Excerpts of pointing data
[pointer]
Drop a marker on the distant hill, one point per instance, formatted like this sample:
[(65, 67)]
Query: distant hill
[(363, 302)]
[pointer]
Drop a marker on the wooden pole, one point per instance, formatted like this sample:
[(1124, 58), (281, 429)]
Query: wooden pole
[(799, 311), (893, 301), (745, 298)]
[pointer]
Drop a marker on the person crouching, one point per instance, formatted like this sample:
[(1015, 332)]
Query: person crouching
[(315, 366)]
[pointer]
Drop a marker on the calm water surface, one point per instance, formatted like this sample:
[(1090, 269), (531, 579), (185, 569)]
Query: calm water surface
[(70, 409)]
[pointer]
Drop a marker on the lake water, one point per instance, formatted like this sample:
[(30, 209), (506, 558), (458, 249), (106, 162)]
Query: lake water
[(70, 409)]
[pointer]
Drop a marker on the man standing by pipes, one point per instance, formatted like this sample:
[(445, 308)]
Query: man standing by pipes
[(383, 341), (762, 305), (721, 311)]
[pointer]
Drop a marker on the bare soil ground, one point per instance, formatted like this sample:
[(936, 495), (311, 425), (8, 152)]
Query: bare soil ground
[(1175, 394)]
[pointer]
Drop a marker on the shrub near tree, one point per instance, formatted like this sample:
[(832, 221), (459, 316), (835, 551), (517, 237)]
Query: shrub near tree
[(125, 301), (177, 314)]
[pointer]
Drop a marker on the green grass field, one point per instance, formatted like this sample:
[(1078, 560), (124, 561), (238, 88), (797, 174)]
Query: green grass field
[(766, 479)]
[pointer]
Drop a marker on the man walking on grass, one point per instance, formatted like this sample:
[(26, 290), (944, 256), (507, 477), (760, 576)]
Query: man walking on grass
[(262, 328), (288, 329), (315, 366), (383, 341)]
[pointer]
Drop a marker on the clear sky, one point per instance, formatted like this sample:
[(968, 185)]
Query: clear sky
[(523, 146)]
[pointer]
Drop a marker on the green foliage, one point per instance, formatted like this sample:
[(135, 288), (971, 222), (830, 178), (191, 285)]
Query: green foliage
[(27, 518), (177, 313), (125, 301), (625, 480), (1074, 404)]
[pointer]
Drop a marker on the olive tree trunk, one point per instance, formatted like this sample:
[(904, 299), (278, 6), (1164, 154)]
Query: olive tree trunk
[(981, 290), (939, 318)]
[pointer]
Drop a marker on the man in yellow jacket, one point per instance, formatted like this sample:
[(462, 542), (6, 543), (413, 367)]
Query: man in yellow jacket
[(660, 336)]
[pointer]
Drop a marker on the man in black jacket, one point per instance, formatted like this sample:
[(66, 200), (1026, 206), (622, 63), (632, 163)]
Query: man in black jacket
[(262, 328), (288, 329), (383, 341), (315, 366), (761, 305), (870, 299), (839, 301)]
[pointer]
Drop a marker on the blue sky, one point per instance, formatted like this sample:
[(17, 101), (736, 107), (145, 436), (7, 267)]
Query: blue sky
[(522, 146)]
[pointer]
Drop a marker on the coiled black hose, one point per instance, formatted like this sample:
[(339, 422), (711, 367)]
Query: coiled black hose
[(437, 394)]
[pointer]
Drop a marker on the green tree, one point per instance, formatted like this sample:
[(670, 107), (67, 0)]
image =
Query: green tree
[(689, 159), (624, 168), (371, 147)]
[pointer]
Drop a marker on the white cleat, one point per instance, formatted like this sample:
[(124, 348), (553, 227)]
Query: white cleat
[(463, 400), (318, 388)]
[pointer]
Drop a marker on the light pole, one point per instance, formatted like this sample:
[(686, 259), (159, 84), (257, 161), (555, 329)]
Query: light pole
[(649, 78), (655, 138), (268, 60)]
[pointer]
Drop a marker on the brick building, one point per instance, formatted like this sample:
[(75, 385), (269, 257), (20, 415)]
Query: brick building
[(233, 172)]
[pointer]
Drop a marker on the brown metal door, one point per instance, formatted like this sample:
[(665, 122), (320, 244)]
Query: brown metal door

> [Directive]
Report every line in the listing above that contains the word "light", copying each such line in full.

> [Task result]
Drop a marker on the light pole, one point per instance, formatted like this sample:
Query: light pole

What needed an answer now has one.